*WHAT YOU ARE ASKED TO DO*
Looking at the listing below, give the number of lines in which the string "every" appears, and add nothing else.

*DATA SHOWN*
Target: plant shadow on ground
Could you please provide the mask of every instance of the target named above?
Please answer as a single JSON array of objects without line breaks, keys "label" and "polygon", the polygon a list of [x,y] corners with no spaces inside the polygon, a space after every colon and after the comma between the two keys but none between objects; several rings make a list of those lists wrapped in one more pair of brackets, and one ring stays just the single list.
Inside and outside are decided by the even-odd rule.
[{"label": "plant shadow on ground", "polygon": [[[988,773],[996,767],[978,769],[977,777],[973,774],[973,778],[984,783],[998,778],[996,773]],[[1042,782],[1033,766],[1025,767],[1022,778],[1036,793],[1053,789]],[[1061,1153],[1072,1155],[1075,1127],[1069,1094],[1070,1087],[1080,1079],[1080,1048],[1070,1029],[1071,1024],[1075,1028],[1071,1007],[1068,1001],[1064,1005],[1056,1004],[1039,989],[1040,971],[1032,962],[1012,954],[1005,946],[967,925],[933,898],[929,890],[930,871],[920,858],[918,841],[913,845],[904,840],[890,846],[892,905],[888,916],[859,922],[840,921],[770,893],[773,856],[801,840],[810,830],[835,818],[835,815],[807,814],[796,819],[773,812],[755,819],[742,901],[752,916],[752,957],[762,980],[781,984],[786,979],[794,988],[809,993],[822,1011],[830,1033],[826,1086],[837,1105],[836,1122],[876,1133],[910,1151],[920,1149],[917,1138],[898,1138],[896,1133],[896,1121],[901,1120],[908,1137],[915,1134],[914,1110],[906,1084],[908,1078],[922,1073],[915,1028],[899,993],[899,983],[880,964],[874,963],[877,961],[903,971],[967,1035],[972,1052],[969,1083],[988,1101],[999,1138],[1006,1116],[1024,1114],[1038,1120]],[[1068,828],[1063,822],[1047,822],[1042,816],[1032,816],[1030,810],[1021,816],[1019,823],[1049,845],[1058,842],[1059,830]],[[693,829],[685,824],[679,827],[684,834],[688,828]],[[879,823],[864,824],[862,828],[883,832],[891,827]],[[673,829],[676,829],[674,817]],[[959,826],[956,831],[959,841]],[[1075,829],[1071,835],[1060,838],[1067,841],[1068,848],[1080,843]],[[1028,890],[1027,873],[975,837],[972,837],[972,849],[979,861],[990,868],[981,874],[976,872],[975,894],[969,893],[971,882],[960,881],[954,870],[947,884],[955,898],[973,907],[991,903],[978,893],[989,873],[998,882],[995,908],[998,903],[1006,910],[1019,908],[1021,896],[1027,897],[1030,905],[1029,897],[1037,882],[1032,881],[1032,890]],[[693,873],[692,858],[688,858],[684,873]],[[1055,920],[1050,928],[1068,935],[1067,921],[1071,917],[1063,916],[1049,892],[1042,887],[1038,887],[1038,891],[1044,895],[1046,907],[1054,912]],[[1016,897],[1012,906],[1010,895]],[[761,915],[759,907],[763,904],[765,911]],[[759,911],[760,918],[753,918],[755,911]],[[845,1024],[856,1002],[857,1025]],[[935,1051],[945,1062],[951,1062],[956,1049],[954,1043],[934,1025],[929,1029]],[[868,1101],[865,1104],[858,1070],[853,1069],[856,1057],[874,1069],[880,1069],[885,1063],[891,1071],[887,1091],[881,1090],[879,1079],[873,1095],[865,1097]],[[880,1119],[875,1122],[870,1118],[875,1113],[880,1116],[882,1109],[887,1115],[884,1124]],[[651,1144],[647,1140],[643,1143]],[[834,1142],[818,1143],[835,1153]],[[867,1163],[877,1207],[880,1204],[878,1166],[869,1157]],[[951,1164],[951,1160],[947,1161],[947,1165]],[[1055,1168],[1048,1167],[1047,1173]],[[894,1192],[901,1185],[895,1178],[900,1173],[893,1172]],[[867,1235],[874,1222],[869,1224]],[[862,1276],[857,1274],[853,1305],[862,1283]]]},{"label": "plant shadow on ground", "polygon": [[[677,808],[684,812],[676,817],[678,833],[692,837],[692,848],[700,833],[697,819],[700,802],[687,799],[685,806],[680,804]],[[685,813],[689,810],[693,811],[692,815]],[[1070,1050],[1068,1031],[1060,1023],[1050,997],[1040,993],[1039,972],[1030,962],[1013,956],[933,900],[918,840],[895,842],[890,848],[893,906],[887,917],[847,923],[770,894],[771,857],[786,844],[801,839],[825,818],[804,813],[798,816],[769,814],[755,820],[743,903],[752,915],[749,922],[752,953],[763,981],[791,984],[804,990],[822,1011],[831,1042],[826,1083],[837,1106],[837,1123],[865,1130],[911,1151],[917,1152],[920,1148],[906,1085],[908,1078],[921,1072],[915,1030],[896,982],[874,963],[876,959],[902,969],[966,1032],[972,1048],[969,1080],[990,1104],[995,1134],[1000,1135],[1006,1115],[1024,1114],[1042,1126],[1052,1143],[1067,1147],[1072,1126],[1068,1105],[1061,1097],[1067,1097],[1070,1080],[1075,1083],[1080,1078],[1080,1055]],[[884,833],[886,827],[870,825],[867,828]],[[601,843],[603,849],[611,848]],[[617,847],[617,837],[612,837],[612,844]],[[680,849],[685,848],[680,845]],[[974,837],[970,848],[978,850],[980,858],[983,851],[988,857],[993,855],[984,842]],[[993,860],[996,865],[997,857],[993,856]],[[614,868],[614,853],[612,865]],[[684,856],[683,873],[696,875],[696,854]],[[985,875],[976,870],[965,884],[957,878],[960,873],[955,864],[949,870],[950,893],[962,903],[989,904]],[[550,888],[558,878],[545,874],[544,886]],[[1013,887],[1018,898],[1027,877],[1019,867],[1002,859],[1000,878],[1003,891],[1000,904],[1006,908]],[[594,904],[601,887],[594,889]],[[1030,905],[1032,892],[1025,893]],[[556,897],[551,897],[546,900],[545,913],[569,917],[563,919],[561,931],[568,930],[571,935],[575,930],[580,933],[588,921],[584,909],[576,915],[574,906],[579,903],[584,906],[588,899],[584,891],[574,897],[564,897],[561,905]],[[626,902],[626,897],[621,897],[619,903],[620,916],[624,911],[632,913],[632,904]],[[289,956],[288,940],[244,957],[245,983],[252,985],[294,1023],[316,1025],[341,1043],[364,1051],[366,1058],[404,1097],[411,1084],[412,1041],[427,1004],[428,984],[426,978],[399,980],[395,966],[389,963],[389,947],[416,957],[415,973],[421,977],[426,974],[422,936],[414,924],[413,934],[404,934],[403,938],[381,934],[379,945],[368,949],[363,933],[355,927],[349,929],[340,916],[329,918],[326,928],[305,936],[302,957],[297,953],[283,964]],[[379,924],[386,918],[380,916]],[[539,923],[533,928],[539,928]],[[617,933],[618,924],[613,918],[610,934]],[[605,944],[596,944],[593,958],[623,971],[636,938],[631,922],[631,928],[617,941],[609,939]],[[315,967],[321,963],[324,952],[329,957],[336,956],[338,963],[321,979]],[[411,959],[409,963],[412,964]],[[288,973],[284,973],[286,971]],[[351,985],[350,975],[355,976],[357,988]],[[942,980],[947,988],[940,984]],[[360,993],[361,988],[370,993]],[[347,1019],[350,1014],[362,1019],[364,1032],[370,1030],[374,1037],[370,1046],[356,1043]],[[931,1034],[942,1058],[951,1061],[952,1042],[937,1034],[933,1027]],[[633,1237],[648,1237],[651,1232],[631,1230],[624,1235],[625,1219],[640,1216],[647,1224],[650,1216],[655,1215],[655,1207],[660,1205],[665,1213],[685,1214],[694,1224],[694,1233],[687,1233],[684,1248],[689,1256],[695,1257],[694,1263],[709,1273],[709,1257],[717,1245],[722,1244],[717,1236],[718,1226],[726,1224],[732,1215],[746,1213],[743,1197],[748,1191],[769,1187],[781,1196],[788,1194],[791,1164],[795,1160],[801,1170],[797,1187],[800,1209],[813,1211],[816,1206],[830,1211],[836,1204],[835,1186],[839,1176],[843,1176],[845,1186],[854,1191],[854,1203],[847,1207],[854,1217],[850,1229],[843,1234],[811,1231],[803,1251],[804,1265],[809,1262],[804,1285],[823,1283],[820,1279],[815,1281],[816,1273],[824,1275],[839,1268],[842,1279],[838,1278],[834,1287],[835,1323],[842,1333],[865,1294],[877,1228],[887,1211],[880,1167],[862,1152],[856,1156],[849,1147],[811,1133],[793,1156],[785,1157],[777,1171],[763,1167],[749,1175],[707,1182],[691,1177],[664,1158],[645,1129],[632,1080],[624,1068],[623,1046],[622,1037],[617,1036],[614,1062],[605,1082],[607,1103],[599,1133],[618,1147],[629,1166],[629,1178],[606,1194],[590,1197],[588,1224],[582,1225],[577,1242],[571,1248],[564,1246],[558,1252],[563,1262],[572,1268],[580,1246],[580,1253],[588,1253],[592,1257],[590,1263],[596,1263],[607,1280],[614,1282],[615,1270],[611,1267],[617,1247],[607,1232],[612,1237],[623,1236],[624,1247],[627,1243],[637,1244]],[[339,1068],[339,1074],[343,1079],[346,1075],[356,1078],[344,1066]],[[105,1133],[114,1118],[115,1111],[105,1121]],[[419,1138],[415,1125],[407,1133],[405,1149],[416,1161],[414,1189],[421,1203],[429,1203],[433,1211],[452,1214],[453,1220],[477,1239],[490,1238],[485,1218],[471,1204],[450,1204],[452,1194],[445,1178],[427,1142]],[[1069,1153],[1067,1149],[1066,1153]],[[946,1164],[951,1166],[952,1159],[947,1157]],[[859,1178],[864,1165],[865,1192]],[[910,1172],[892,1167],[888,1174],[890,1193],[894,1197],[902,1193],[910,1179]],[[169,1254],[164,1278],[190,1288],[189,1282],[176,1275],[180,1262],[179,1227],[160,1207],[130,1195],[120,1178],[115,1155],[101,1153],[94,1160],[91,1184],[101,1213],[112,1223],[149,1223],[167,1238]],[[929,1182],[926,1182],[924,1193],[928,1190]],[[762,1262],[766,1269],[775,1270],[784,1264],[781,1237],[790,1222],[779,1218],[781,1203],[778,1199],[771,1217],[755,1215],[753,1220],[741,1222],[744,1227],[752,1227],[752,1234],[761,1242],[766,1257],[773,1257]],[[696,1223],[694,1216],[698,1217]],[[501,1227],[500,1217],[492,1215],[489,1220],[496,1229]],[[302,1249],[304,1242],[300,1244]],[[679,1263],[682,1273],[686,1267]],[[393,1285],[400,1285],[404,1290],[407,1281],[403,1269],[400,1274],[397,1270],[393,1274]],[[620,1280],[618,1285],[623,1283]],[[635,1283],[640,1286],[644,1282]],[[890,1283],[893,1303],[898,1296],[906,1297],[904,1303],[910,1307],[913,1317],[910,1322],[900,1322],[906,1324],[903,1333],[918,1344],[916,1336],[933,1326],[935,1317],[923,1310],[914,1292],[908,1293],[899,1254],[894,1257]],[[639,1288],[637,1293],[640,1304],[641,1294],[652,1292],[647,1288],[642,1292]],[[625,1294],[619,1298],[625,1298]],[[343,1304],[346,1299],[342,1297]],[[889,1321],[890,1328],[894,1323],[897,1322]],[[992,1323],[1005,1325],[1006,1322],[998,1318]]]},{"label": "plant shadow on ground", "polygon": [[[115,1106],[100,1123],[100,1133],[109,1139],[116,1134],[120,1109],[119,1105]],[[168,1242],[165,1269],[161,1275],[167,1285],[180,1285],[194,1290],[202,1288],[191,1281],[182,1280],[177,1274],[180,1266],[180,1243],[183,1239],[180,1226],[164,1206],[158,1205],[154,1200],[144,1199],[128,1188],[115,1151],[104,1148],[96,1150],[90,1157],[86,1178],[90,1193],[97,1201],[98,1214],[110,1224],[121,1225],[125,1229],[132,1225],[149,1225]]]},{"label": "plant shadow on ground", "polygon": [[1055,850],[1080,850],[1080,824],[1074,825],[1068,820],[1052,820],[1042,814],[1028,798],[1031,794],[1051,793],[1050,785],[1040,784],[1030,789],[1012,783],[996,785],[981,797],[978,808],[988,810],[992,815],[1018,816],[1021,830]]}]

*ANSWER BOX*
2